- REQUIRED WORK
Give the number of lines in the records below that contain the word "grass", and nothing more.
MATERIAL FOR THIS EXERCISE: Begin
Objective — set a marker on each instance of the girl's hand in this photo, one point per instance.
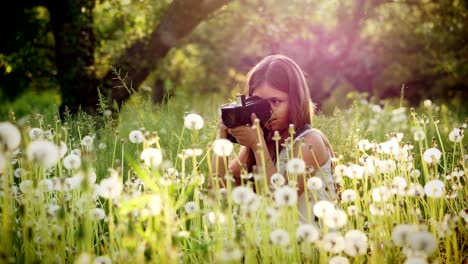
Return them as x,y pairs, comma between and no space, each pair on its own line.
247,135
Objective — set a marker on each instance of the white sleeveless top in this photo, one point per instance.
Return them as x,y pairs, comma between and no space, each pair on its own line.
324,173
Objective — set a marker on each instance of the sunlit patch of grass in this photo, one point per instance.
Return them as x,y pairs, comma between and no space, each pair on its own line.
133,187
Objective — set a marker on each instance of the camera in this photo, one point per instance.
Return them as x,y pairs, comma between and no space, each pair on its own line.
238,113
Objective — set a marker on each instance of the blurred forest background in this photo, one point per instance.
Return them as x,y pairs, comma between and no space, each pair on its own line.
61,52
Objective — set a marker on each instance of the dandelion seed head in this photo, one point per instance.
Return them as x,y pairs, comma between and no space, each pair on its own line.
44,153
193,122
10,137
136,137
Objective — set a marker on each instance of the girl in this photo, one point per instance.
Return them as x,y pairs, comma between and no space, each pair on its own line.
281,82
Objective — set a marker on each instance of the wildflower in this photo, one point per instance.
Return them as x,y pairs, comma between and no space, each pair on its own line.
314,184
432,155
110,187
35,133
296,166
355,243
381,194
280,237
456,135
348,196
355,172
286,195
44,153
333,242
277,180
338,260
193,122
307,233
434,189
364,144
151,157
335,218
321,208
419,135
10,136
72,162
402,233
222,147
102,260
136,137
190,207
423,241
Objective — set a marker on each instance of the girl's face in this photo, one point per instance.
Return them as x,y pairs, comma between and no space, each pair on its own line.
279,103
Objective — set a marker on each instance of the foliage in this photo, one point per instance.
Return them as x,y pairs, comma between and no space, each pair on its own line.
113,206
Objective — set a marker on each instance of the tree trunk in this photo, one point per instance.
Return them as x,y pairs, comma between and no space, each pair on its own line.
142,57
72,25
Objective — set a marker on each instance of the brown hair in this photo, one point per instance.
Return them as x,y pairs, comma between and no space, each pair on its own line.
284,74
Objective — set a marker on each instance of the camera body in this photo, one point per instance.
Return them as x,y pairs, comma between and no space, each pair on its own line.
238,113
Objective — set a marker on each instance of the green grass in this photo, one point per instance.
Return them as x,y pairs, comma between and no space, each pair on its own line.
148,221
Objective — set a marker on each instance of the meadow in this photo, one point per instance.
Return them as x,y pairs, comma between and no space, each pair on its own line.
132,187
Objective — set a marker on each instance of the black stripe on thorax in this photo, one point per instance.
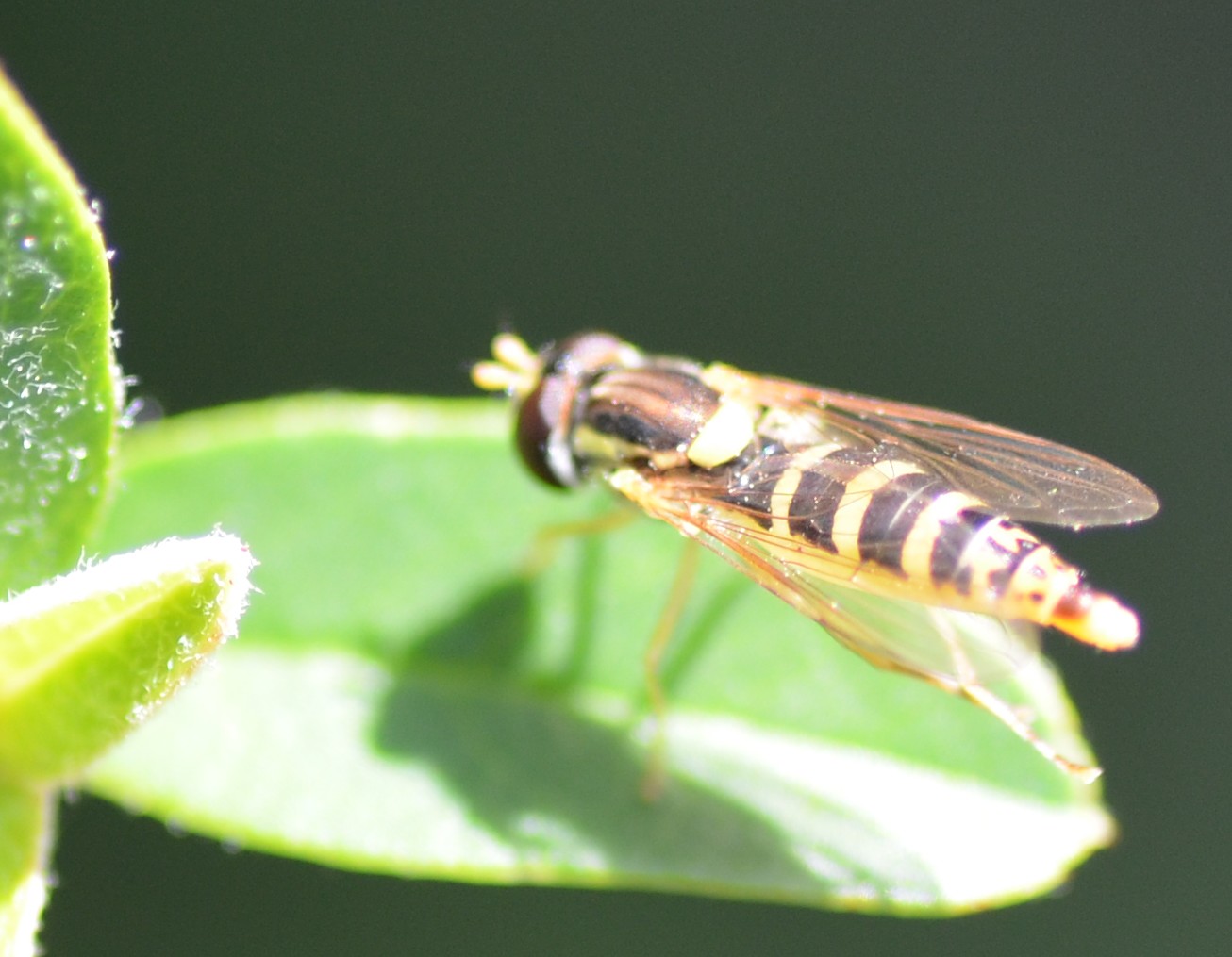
MATERIAL FOR THIS EXERCISE: End
- PROBLEM SOLUTION
2